----- Brano di testo -----

Stamani da Saint-Gaudens si partiva con Nibali a precedere con ampio margine sui rivali, primo fra tutti Valverde che aveva a sua volta 29" di vantaggio su Pinot, 1'31" su Péraud e 2'03" su Bardet. Al traguardo di Pla d'Adet le differenze, nonostante il trambusto degli ultimi 20 km, rimangono pressoché le stesse con una sola eccezione: Valverde porta a 34" lo scarto su Pinot e 2'08" su Bardet. In mezzo a loro la mina vagante - sempre meno mina ma solida realtà - Péraud, ora con soli 32" da recuperare sul due volte vincitore della Liegi.

Partiamo nell'analisi da chi era e ancora (o per ora...) è al secondo posto. Alejandro Valverde è a due tappe dal raggiungere il primo podio al Tour dopo sei infruttuosi tentativi nei quali botte al ginocchio, cotte sui Pirenei e forature corredate da ventagli lo hanno lasciato ampiamente distante dalle prime tre posizioni.

----- Materiale fornito -----

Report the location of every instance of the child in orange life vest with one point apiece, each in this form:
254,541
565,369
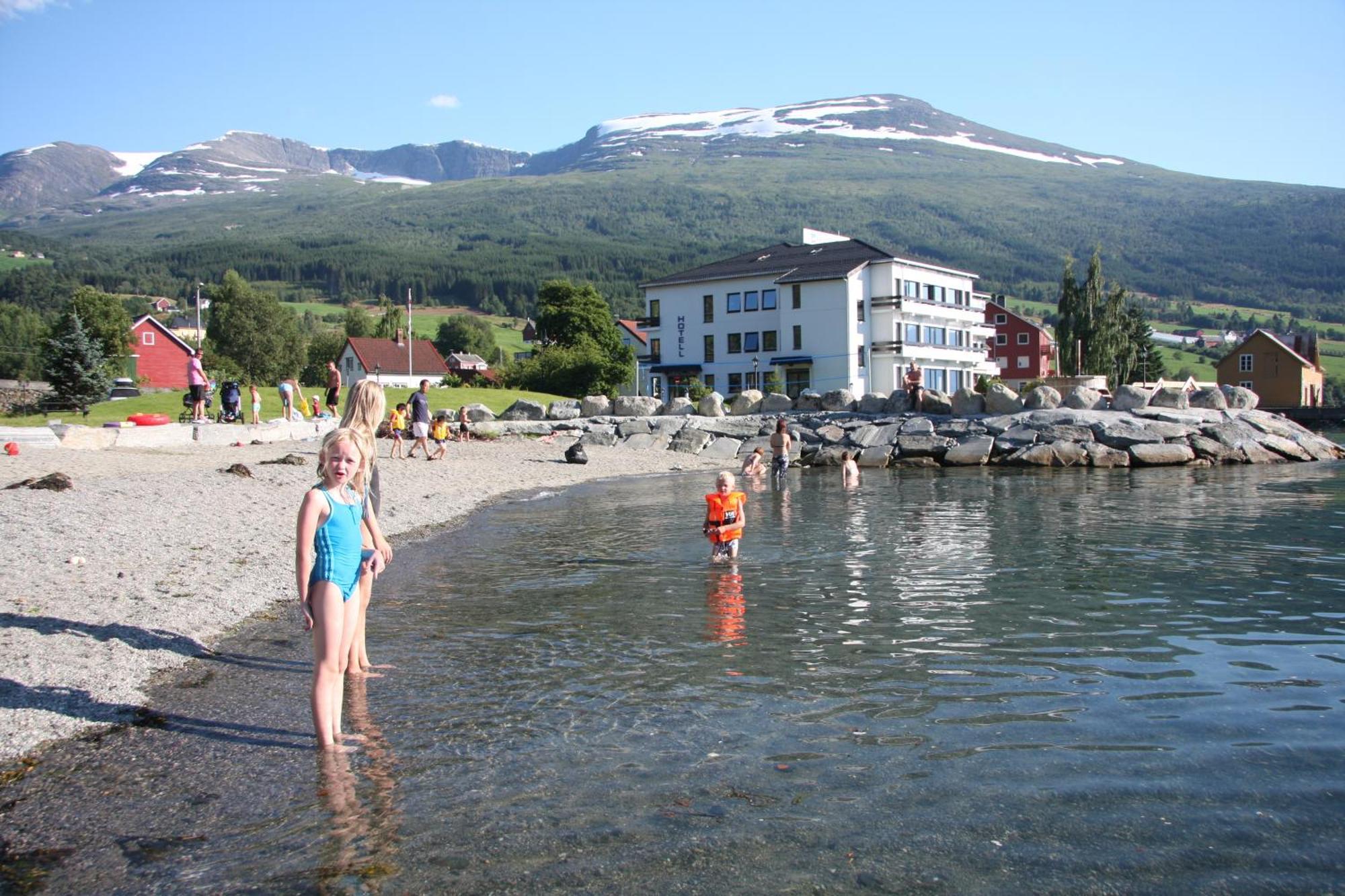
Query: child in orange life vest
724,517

-----
----- Materiale fornito -----

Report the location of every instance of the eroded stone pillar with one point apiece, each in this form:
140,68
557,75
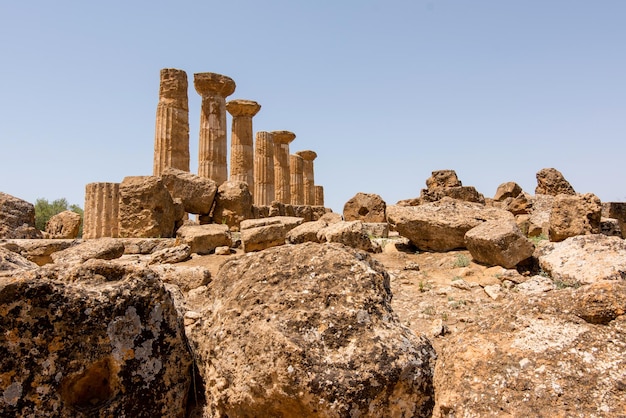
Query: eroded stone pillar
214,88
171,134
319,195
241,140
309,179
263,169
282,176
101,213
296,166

-----
----- Materiale fornito -----

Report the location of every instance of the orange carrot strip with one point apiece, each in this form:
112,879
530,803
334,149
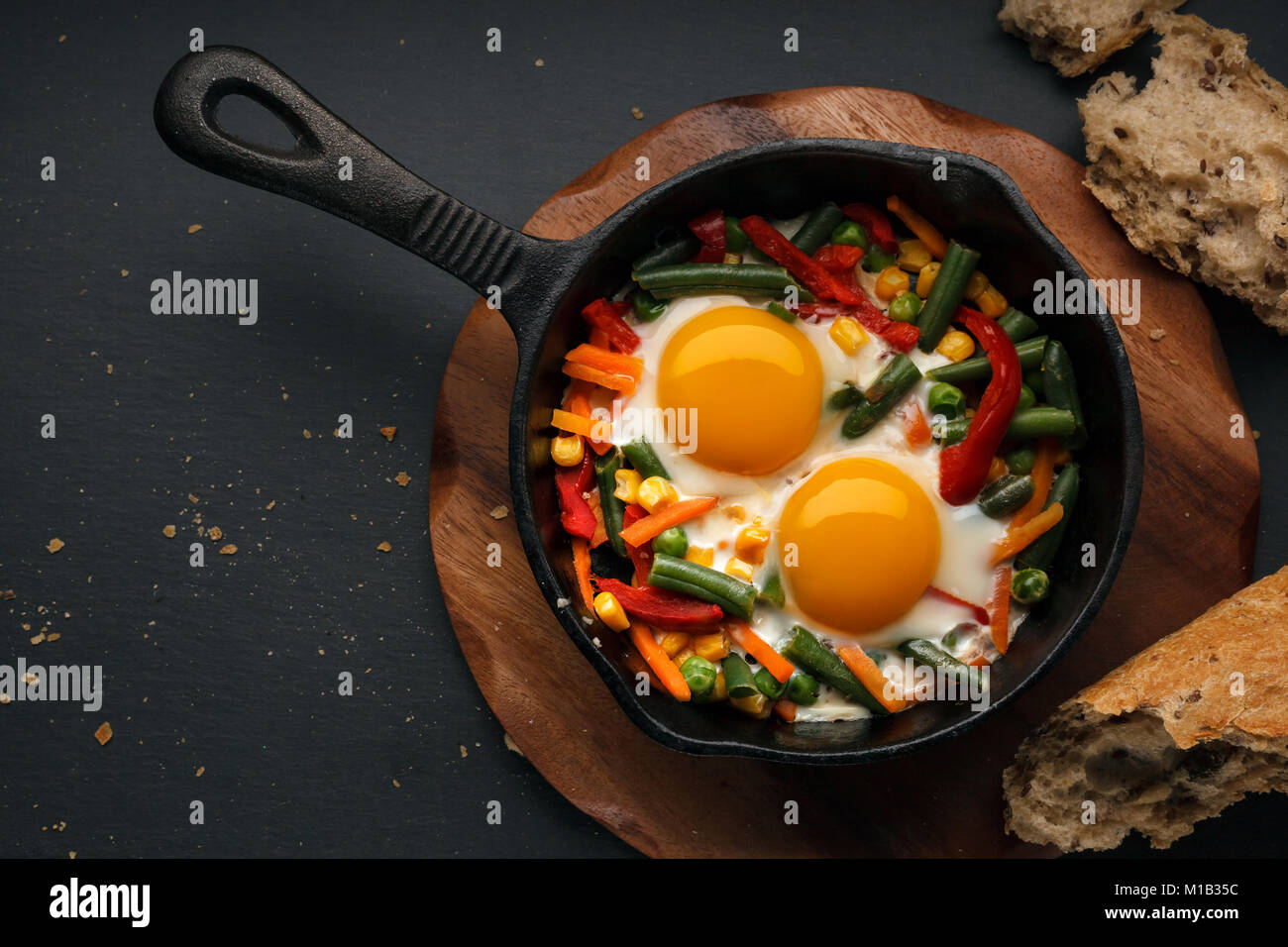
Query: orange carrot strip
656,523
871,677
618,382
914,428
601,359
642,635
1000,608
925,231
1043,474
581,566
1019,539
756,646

-----

**Compito breve:** Secondo il brano sulla tappa del Tour, quanto vantaggio ha Valverde su Pinot al traguardo di Pla d'Adet?

**Risposta al compito:** Al traguardo di Pla d'Adet Valverde ha 34" di vantaggio su Pinot.